Continue the forum thread below about the best inshore saltwater flies, starting right after its last sentence.

- READING PASSAGE -
========
# Best Inshore flies



## NoMoSurf (Oct 2, 2007)

I have picked up fly fishing and tying this past summer but have not done any in the salt. I am going on a trip to the Daytona area in April, and Key West in June, as well as several trips to the Pensacola, Gulf Shores area through out the year. What patterns seem to work best for you guys, and in what situations? I am selling my boat, so I will be stuck with shore fishing until I can get a yak later in the summer. Any tips? Thanks.


----------



## dedwa15 (Feb 29, 2008)

One fly will do it all (or most, see below)--chartreuse and white clouser minnow. I like to add a little krystal flash or flashabou to the sides Size 2 is fine, but see what you dont mind casting. I use an 8 wt from the surf with an intermediate sink fly line (the SA Bonefish taper). It has a heavy tip section to help turn over the heavier flies and is relatively stiff, which I like to help it shoot through the guides. Regular freshwater lines tend to be too pliable in warmer water. From the surf you will catch mostly ladyfish, but I've caught bluefish and jacks too. The trick is that you cannot move the fly too fast. Sometimes I've had to stick the rod under my arm and go hand over hand with it. give it a count of 5 or so, and haul ass with is. The biggest pain is line management. I bought a stripping basket, but find it cumbersome to use, and when i am stripping fast, its hard to get it to go in the right place, so I generally just do my best without it. You might find differently. 



I have not tried the grass flats, but there is no reason you shouldn't be able to catch a load of trout on a clouser as well. In shallower water, try a deceiver.
========
- ENTRIES SHOWN -

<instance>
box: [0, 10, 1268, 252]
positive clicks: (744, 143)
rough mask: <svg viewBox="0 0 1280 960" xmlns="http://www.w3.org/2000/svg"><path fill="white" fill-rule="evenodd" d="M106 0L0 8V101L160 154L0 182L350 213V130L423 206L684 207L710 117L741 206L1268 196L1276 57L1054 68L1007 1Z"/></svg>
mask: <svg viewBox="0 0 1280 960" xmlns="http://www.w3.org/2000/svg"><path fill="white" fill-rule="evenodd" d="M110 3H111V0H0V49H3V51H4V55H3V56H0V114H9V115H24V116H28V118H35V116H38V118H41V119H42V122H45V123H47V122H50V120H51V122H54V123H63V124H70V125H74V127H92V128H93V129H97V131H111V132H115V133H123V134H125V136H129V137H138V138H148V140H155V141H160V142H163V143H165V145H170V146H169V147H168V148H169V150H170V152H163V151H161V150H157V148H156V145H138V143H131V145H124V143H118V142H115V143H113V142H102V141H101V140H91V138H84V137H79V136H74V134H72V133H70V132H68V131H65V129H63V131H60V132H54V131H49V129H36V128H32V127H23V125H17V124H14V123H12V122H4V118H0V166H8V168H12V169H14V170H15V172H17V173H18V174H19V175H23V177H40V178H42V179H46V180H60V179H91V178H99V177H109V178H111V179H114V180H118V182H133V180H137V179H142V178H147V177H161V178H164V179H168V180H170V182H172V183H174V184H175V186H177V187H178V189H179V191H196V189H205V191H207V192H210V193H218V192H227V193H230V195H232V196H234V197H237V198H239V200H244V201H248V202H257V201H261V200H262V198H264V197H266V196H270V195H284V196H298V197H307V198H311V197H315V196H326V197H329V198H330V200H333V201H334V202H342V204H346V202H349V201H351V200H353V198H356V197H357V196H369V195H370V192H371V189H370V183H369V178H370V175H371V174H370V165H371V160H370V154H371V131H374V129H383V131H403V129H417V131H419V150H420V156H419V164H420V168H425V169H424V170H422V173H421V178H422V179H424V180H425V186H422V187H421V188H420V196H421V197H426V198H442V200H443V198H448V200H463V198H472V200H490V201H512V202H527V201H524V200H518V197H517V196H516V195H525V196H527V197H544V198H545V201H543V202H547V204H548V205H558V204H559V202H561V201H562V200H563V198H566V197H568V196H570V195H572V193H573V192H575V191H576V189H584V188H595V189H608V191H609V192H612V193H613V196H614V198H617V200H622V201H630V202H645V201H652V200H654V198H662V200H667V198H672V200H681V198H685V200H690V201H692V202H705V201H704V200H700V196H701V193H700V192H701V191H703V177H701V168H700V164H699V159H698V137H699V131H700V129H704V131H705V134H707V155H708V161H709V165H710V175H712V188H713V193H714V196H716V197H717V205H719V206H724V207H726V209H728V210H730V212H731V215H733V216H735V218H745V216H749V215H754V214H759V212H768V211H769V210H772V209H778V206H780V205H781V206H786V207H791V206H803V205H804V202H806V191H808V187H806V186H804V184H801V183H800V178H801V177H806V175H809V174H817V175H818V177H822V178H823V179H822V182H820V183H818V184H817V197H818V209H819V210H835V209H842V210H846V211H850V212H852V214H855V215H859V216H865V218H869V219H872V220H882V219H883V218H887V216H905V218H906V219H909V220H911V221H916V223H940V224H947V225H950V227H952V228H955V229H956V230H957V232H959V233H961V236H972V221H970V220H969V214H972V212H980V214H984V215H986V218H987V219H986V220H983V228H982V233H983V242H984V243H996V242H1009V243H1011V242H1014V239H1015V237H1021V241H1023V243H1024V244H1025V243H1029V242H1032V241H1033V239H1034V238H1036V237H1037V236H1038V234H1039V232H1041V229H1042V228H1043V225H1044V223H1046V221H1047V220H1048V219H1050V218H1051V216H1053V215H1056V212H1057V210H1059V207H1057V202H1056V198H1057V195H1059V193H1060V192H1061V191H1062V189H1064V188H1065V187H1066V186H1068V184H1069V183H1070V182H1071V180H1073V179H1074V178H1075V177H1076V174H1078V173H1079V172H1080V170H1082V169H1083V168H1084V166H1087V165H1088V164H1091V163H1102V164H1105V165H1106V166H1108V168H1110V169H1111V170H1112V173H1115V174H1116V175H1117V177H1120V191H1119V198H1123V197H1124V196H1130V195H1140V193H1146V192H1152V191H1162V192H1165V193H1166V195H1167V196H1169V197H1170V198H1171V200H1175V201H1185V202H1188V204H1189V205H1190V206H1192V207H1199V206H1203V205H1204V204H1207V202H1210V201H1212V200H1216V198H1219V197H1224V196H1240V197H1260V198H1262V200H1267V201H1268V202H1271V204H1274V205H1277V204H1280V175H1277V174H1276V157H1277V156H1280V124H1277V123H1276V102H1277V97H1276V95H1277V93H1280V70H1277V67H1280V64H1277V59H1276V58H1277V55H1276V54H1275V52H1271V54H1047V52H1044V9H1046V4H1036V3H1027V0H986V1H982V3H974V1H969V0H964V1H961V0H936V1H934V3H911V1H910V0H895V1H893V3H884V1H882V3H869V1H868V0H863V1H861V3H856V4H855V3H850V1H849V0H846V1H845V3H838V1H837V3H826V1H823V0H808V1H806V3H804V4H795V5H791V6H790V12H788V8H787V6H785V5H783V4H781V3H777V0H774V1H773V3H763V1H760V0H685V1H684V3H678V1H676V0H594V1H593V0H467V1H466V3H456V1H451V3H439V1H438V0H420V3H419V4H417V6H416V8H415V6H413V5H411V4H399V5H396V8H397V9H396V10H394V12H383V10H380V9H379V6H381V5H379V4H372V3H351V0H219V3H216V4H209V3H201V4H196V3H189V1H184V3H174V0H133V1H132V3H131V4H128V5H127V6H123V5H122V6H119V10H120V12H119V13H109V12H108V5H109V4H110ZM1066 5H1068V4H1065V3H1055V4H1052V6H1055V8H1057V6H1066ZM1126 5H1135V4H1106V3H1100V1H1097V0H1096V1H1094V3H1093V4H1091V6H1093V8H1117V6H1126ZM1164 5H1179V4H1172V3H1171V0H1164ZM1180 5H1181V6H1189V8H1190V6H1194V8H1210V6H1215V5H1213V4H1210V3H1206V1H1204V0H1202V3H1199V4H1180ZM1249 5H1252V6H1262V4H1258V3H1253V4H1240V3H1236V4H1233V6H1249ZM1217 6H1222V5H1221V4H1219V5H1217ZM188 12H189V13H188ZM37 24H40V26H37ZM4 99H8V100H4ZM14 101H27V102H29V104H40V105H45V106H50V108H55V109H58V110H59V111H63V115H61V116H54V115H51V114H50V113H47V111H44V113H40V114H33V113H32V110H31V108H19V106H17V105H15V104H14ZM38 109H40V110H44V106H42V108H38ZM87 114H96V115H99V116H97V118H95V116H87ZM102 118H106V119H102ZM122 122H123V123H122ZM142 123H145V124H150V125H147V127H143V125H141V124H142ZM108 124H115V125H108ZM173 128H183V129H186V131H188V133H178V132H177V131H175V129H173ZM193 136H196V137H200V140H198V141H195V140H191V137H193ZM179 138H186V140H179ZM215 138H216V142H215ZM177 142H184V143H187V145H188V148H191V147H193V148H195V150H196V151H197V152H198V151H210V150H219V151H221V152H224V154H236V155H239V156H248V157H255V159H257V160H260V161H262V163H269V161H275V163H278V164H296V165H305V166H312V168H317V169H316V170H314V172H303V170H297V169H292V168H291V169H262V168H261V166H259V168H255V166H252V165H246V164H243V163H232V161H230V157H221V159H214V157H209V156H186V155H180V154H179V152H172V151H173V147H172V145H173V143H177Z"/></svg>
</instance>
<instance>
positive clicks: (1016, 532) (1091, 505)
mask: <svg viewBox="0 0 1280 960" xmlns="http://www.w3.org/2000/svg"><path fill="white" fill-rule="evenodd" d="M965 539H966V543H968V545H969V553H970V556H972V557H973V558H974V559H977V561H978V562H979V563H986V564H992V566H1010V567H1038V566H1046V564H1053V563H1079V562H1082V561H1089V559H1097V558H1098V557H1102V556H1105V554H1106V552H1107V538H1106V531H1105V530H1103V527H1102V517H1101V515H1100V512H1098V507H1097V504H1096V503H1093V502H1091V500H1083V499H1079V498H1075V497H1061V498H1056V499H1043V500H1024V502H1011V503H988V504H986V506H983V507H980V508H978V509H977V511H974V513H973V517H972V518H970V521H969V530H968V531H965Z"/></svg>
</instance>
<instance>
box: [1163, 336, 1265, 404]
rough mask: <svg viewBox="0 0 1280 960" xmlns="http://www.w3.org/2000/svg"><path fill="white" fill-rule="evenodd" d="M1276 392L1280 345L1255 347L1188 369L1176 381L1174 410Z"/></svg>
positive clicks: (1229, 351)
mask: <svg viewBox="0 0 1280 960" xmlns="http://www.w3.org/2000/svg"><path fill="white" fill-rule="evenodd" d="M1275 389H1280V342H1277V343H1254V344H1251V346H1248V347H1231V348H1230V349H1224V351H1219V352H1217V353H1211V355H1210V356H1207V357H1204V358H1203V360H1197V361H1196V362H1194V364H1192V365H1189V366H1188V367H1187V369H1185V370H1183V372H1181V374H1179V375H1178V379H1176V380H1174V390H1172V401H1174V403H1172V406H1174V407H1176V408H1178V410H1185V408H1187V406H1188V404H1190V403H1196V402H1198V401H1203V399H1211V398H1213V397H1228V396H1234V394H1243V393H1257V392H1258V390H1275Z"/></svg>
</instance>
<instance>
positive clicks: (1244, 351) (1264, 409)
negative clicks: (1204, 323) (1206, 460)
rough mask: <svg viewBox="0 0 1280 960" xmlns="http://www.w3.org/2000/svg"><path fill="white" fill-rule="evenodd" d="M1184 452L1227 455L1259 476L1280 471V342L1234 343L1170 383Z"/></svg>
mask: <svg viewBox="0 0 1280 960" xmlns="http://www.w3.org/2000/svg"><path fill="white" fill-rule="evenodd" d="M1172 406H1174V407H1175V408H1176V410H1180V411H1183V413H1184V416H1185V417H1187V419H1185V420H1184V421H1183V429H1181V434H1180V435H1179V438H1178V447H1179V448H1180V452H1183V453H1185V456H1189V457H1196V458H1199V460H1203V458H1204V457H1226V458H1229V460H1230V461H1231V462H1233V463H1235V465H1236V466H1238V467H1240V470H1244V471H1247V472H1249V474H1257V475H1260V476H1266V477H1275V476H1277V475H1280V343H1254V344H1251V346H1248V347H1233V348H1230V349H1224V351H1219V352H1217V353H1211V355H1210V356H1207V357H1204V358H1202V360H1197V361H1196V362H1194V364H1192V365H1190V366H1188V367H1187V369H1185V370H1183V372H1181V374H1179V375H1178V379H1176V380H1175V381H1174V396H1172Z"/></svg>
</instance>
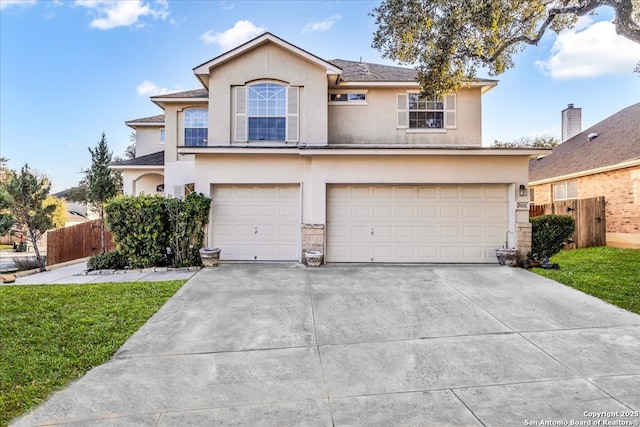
========
- RESPONSE TO THIS EXERCISE -
The only problem with these two flies is that they are relatively fragile. My new favorites are surf candy patterns (Bob Popovics has a great book. It leans more towards fishing the east coast, as most do, but has some awesome patterns and tips) They are more time consuming to tie (the clouser is the easiest on the face of the earth), but will last practically forever. Any color will work, as long as it is chartreuse and has a lot of flash.



Other recomendations just for the hell of it:

Crazy charlie

Fleeing crab

Bob Popvic's shrimp pattern 

Sea-Ducer



my $.02.



Daniel


----------



## NoMoSurf (Oct 2, 2007)

I've fished the clousers here in freshwater but have had NO luck with them. Like I said, I have just started tying, and have been wearing my fingers to the bone tying crazy charlies/gotchas.For salt, I throwa 9wt with a Rio Saltwater line. I have never been able to shoot line on my 5wt, but that saltwater line realy flies! I'll be fishing with a friend in Little Lagoon in a couple of weeks, and I dont know what to expect there. I have never been. I just want to be prepared when I get there.


----------



## Dragnfly (Jan 25, 2008)

I agree the white/chartruse is a very good color. I have found red/white to be very good also. you really need both.Clousers in fresh need to be fished s l o w most of the time, but above all top water is the bomb in fresh. Salt, you cant fish it too fast. Try a litlle red flash in both patterns. Try weighted and weight less patterns. I have found I cant get a fly moving fast enough for a JC. I am going to try that two handed retreve. I have caught largemouth, chain pickrel,bream, crappie,strippers, specks, reds, lady fish and spanish on a fly.Good luck!!!!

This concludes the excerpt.